» **WHAT IS ASKED**: Arrange every line of the listing below as a JSON list of strings, one string per line, omitting blank lines.

[START STORED DATA]

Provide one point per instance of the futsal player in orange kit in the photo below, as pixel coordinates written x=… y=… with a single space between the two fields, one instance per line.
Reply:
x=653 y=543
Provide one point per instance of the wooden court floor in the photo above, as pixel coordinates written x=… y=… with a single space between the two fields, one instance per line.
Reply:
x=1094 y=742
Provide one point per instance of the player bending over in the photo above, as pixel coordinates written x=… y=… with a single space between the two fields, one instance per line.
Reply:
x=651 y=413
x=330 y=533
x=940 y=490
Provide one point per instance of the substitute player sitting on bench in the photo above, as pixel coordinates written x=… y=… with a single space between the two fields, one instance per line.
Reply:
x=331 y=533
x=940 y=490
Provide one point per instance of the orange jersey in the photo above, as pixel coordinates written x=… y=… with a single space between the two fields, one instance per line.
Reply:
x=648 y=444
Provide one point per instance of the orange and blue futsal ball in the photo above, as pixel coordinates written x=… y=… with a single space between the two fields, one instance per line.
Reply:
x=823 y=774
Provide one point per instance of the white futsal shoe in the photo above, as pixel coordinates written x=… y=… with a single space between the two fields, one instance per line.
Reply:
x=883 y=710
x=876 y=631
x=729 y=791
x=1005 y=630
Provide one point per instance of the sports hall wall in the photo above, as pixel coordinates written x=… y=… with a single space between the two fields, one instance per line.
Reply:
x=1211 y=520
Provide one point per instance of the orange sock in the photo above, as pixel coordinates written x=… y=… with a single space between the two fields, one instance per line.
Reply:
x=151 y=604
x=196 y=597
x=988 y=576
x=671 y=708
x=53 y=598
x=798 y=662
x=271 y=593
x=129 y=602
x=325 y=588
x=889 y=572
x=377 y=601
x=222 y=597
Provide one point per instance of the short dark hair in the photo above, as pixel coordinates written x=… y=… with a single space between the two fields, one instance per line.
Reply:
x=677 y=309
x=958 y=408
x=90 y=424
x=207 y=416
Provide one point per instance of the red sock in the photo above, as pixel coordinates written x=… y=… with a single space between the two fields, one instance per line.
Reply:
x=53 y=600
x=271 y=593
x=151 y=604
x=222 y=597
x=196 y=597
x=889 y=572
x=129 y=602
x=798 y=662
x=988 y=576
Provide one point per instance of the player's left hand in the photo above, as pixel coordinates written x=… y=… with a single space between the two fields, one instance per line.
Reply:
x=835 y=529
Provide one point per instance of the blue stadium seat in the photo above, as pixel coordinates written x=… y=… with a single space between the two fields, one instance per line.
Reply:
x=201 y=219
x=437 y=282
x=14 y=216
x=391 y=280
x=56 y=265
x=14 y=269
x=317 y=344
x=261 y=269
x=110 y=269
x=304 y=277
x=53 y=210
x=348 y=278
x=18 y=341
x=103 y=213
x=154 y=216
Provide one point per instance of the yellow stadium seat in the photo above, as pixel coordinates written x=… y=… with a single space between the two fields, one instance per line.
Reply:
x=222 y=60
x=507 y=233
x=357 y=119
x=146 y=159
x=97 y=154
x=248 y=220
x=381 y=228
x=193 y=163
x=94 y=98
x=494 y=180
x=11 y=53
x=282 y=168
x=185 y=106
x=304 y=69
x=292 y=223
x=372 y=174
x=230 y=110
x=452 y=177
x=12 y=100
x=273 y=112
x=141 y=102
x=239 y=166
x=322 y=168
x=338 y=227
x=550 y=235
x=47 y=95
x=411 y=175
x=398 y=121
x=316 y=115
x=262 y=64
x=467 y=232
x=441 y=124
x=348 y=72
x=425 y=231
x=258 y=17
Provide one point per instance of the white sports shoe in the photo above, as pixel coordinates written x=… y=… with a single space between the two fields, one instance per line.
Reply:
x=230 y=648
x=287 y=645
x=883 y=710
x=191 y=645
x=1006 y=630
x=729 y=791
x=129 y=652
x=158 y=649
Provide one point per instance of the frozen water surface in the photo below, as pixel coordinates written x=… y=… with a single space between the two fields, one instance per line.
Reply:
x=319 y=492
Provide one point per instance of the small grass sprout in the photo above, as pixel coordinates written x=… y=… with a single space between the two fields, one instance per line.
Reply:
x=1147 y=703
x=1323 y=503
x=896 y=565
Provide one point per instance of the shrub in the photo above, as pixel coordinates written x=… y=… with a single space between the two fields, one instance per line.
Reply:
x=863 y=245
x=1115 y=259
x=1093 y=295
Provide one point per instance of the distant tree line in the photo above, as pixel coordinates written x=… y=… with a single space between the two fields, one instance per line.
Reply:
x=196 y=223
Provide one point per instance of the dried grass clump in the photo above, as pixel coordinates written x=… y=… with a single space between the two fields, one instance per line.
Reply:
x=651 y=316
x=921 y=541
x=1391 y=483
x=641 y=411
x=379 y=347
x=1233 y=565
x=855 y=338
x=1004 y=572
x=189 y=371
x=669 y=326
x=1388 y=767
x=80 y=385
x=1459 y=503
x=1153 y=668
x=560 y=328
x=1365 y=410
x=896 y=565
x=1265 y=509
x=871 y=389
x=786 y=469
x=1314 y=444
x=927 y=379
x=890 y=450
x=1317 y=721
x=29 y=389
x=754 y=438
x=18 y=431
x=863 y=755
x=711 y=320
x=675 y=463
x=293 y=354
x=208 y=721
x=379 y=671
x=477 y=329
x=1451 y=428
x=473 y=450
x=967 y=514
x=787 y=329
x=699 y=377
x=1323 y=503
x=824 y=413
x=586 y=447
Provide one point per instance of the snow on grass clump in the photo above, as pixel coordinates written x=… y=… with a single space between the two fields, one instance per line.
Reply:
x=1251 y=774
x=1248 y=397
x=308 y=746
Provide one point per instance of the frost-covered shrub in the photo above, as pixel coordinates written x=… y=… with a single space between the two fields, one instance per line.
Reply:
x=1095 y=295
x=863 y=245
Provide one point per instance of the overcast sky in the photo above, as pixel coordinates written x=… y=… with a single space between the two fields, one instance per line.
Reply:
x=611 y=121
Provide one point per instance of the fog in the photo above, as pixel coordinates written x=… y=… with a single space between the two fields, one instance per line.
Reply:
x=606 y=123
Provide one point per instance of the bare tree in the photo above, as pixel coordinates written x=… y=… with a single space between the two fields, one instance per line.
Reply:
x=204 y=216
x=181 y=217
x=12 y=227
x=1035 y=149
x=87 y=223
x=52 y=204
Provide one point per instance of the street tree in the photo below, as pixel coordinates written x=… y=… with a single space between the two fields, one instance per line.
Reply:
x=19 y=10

[END STORED DATA]

» **REPLY TO THE EXERCISE**:
[
  "Provide one point per instance of the futsal player in orange kit in the photo below, as pixel coordinates written x=… y=… with a single space between the two fields, one instance per line.",
  "Reply:",
  "x=653 y=543",
  "Provide one point per instance of the wooden court floor in the photo above, as pixel coordinates written x=… y=… with a single space between the two fields, one instance per line.",
  "Reply:",
  "x=1094 y=742",
  "Provide one point per instance of the player bending over in the photo above, as pixel coordinates written x=… y=… with a single space between the two fields, one instance per line.",
  "Reply:",
  "x=651 y=413",
  "x=330 y=533",
  "x=940 y=490",
  "Provide one point per instance of the substitute player sitting on bench in the photo above, as pixel coordinates written x=… y=… with a single space between the two fields, one instance per line.",
  "Reply:",
  "x=331 y=533",
  "x=940 y=490",
  "Provide one point per instance of the orange jersey in the photo above, as pixel coordinates written x=… y=… with a single space between the two fields, one instance per line.",
  "Reply:",
  "x=648 y=444",
  "Provide one point per instance of the orange and blue futsal ball in the photo above, as pixel coordinates written x=… y=… with a single space between the two fields, one instance per line.",
  "Reply:",
  "x=823 y=774",
  "Provide one point per instance of the white futsal shoe in the photo above, as pixel coordinates written x=… y=… with a single space between the two fields, one instance per line.",
  "Reply:",
  "x=883 y=710",
  "x=876 y=631",
  "x=729 y=791",
  "x=1005 y=630",
  "Provide one point per instance of the sports hall wall in the photo above, as pixel coordinates written x=… y=… with a single space between the two fields, one instance per line.",
  "Reply:",
  "x=1211 y=520",
  "Provide one point per instance of the orange sock in the photo above, as pixel coordinates written x=… y=… with a single space between the two fields, one instance per line.",
  "Reply:",
  "x=151 y=604",
  "x=196 y=597",
  "x=988 y=576",
  "x=671 y=708",
  "x=53 y=598",
  "x=798 y=662",
  "x=271 y=593",
  "x=129 y=602",
  "x=325 y=588",
  "x=889 y=572",
  "x=377 y=601",
  "x=222 y=597",
  "Provide one point per instance of the short dark hair in the photo above, as pixel coordinates written x=… y=… with a single space between the two fields, one instance per line.",
  "Reply:",
  "x=677 y=309",
  "x=958 y=408",
  "x=90 y=424",
  "x=207 y=416",
  "Provide one point per instance of the red sock in the photo above, as pixel coordinates written x=… y=… with a single space between the two fields, one instance per line.",
  "Reply:",
  "x=53 y=600",
  "x=271 y=593",
  "x=151 y=604",
  "x=222 y=597",
  "x=196 y=597",
  "x=889 y=572",
  "x=129 y=602",
  "x=798 y=662",
  "x=988 y=576",
  "Provide one point per instance of the player's left hand in the photo above, as pixel coordinates written x=… y=… with a single space between the two fields, one instance per line.",
  "Reply:",
  "x=835 y=529",
  "Provide one point per instance of the blue stadium seat in the photo above, as pixel coordinates written x=… y=… with a single space between the two fields, one instance per line.",
  "Reply:",
  "x=201 y=219",
  "x=437 y=282",
  "x=14 y=216",
  "x=391 y=280",
  "x=56 y=265",
  "x=14 y=269",
  "x=317 y=344",
  "x=261 y=269",
  "x=110 y=269",
  "x=304 y=277",
  "x=53 y=210",
  "x=348 y=278",
  "x=18 y=341",
  "x=103 y=213",
  "x=154 y=216",
  "Provide one point per instance of the yellow stadium seat in the photo above, as pixel coordinates written x=… y=… with a single space between the two fields, one instance per line.",
  "Reply:",
  "x=222 y=60",
  "x=507 y=233",
  "x=357 y=119",
  "x=146 y=159",
  "x=97 y=154",
  "x=248 y=220",
  "x=381 y=228",
  "x=193 y=163",
  "x=94 y=98",
  "x=494 y=180",
  "x=11 y=53",
  "x=282 y=168",
  "x=185 y=106",
  "x=304 y=69",
  "x=292 y=223",
  "x=372 y=174",
  "x=230 y=110",
  "x=452 y=177",
  "x=12 y=100",
  "x=273 y=112",
  "x=141 y=102",
  "x=239 y=166",
  "x=322 y=168",
  "x=338 y=227",
  "x=550 y=235",
  "x=47 y=95",
  "x=411 y=175",
  "x=398 y=121",
  "x=316 y=115",
  "x=262 y=64",
  "x=467 y=232",
  "x=441 y=124",
  "x=348 y=72",
  "x=425 y=231",
  "x=258 y=17",
  "Provide one point per instance of the white sports shoe in the photo above, as pixel coordinates written x=… y=… with a single space between the two fields, one instance per line.",
  "Reply:",
  "x=230 y=648",
  "x=287 y=645",
  "x=883 y=710",
  "x=191 y=645",
  "x=1006 y=630",
  "x=729 y=791",
  "x=129 y=652",
  "x=158 y=649",
  "Provide one point per instance of the frozen water surface in the photo below, as pixel coordinates written x=… y=… with a single space between the two fields, one instance per line.",
  "Reply:",
  "x=319 y=492",
  "Provide one point per instance of the small grass sprout in the photo above, as pixel coordinates written x=… y=… with a single space between the two fields, one instance per line.",
  "Reply:",
  "x=1147 y=703",
  "x=1323 y=503",
  "x=896 y=565",
  "Provide one point per instance of the shrub in the photo above, as pixel coordinates written x=… y=… with a single space between the two fields, one instance per line.",
  "Reply:",
  "x=863 y=245",
  "x=1115 y=259",
  "x=1093 y=295",
  "Provide one point per instance of the distant tree line in the photo above, as pixel coordinates written x=… y=… with a single space between the two fields, one instance per line.",
  "Reply:",
  "x=196 y=223",
  "Provide one point per instance of the dried grass clump in the photo above, as pixel coordinates written x=… y=… with a single space between the two fields, one instance per line.",
  "Reply:",
  "x=651 y=316",
  "x=921 y=541",
  "x=1391 y=483",
  "x=641 y=411",
  "x=379 y=347",
  "x=1233 y=565",
  "x=855 y=338",
  "x=1004 y=572",
  "x=189 y=371",
  "x=669 y=326",
  "x=1388 y=767",
  "x=80 y=385",
  "x=1459 y=503",
  "x=1153 y=668",
  "x=560 y=328",
  "x=1365 y=410",
  "x=896 y=565",
  "x=1265 y=509",
  "x=871 y=389",
  "x=786 y=469",
  "x=1314 y=444",
  "x=927 y=379",
  "x=890 y=450",
  "x=1317 y=721",
  "x=29 y=389",
  "x=754 y=438",
  "x=18 y=431",
  "x=863 y=755",
  "x=711 y=320",
  "x=675 y=463",
  "x=293 y=354",
  "x=208 y=721",
  "x=379 y=671",
  "x=477 y=329",
  "x=1451 y=428",
  "x=473 y=450",
  "x=967 y=514",
  "x=787 y=329",
  "x=699 y=377",
  "x=1323 y=503",
  "x=824 y=413",
  "x=586 y=447",
  "Provide one point per instance of the snow on grass clump in the photo above, as pixel coordinates written x=… y=… with a single space between the two fields, one instance per line.",
  "Reply:",
  "x=1251 y=774",
  "x=1248 y=397",
  "x=308 y=746",
  "Provide one point per instance of the frost-covered shrub in the photo above, as pixel coordinates written x=… y=… with a single space between the two fields, one instance per line.",
  "Reply:",
  "x=1095 y=295",
  "x=863 y=245",
  "Provide one point per instance of the overcast sky in the photo above, as pixel coordinates written x=… y=… with a single space between the two fields, one instance per line.",
  "Reply:",
  "x=611 y=121",
  "Provide one point per instance of the fog in the photo above, as pixel coordinates written x=… y=… with a single space between the two fields, one instance per line.",
  "Reply:",
  "x=606 y=123",
  "Provide one point per instance of the bare tree in the photo above, as pixel coordinates written x=… y=… with a single space between the two fields, one instance per line.",
  "Reply:",
  "x=204 y=216",
  "x=181 y=217",
  "x=12 y=227",
  "x=1035 y=149",
  "x=87 y=223",
  "x=52 y=204",
  "Provide one point per instance of the street tree in the photo below, as pixel coordinates written x=… y=… with a single space between the two fields, one instance per line.",
  "Reply:",
  "x=19 y=10"
]